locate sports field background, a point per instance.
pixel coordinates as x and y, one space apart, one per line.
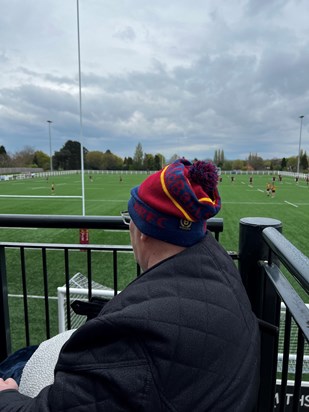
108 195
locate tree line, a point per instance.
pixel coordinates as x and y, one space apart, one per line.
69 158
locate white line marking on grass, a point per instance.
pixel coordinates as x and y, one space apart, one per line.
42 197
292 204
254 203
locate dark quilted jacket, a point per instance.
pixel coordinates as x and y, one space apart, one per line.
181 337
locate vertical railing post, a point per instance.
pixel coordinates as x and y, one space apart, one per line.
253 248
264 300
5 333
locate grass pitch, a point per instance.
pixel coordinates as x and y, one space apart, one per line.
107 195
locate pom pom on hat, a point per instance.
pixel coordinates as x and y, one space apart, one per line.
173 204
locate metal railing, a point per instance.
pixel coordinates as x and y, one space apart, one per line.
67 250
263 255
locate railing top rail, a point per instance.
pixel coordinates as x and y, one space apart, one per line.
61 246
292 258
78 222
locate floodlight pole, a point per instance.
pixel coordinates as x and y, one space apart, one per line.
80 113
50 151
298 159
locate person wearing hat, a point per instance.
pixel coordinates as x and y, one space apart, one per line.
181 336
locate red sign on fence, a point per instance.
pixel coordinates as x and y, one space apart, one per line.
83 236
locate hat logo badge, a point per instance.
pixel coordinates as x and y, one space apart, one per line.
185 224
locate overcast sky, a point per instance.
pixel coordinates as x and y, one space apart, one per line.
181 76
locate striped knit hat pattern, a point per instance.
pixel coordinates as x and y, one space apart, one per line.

Atividade proposta — Reproduza integralmente a listagem acima, linha por linha e sem alterações, deixando as imagens de fora.

Resolução —
locate sports field background, a point per instance.
pixel coordinates as x and y, one space apart, one per line.
108 195
locate tree line, a point per instance.
pixel coordinates as x and y, one space apart, one per line.
69 158
locate white line marking on grass, a point per instance.
pixel coordinates as x and y, one space apart, one per line.
42 197
292 204
254 203
locate dark quilted jacket, a point per instance.
pixel coordinates as x and y, one space apart, one per line.
181 337
locate vertical railing post, a point per instance.
pixel coordinates as x and y, one space apart, one per line.
253 248
264 300
5 333
locate grass pitch, a point per instance.
pixel coordinates as x and y, one space apart, one per line.
107 195
locate pom pom on hat, a point per instance.
pixel coordinates as x and y, one space apart, one per line.
173 204
locate metal railing, a point per instance.
pixel coordinates as x and y, one space apart, one per line.
67 250
263 255
locate railing top rail, a point per instance.
pixel coordinates as x and y, one space apart, one per line.
61 246
292 258
78 222
locate floodlight pole, a point per instance.
pixel coordinates as x and y, one space apart, one per line.
80 113
50 151
298 159
locate person wearing hat, a point per instance.
pixel coordinates as x and y, one space apart, one per line.
181 336
locate red sign on fence, a point per instance.
pixel coordinates as x and y, one space apart, one per line.
83 236
locate hat logo badge, a point per instance.
pixel coordinates as x and y, one space apart, one per line.
185 224
locate overcast sky, a point per instance.
pixel coordinates as x and y, one space apart, one per line.
181 76
locate striped knit hat pattern, a point per instance.
pixel coordinates as x and y, one space apart, one per line.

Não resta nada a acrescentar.